Segment Open
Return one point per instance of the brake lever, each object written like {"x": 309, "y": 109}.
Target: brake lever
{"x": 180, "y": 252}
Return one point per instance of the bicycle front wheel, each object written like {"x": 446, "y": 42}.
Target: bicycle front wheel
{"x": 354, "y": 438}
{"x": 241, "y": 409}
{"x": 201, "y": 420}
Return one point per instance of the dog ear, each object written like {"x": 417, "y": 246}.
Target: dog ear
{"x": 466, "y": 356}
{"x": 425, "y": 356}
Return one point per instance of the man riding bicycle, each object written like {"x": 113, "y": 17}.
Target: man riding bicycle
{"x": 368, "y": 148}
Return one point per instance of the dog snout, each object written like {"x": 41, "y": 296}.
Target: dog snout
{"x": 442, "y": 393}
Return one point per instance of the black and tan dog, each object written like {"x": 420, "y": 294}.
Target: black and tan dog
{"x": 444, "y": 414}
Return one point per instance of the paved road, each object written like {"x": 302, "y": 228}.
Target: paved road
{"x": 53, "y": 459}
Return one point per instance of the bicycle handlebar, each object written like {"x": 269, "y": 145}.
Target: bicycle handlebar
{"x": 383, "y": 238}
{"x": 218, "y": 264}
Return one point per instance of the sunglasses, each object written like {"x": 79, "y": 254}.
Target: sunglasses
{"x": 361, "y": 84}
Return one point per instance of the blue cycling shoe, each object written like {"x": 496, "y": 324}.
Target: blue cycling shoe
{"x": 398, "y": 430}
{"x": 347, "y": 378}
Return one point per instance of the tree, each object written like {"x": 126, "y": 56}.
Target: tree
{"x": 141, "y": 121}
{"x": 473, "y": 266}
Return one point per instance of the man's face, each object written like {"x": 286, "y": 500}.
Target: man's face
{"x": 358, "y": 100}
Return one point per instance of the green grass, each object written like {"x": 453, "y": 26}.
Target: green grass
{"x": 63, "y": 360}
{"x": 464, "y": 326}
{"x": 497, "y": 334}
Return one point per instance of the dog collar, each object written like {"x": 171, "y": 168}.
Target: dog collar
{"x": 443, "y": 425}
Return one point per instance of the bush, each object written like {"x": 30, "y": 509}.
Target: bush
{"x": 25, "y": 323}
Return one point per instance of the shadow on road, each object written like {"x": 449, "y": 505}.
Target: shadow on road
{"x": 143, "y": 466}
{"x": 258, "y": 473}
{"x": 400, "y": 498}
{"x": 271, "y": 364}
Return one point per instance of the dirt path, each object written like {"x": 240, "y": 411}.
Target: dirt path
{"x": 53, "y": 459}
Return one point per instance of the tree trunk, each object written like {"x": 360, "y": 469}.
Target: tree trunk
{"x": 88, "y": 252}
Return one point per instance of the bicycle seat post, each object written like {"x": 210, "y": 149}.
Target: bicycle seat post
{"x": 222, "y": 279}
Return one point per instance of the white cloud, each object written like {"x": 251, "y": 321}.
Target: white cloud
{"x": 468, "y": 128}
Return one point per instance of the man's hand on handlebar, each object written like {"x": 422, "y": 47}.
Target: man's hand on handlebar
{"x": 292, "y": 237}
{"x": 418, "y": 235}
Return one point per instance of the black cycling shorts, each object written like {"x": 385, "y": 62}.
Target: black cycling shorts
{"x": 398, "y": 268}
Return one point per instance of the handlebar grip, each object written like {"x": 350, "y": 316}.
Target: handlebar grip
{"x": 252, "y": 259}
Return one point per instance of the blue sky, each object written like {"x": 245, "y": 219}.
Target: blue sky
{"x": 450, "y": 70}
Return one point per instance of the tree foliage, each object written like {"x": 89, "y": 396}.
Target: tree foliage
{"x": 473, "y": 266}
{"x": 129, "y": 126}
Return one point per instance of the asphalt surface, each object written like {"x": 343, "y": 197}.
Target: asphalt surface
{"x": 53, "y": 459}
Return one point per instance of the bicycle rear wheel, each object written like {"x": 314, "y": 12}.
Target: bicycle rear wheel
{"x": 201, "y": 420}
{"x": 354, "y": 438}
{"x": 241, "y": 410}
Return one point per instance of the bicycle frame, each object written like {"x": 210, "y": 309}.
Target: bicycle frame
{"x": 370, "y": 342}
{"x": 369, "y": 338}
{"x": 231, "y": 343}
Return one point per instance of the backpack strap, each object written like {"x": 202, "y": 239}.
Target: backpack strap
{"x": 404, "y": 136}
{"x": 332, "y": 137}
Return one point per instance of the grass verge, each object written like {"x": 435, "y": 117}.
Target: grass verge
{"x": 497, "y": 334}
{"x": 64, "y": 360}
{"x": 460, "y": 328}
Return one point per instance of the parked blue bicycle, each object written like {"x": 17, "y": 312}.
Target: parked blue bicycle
Segment Closed
Within the listing, how many lines hold the word "parked"? Only the number is to be given.

2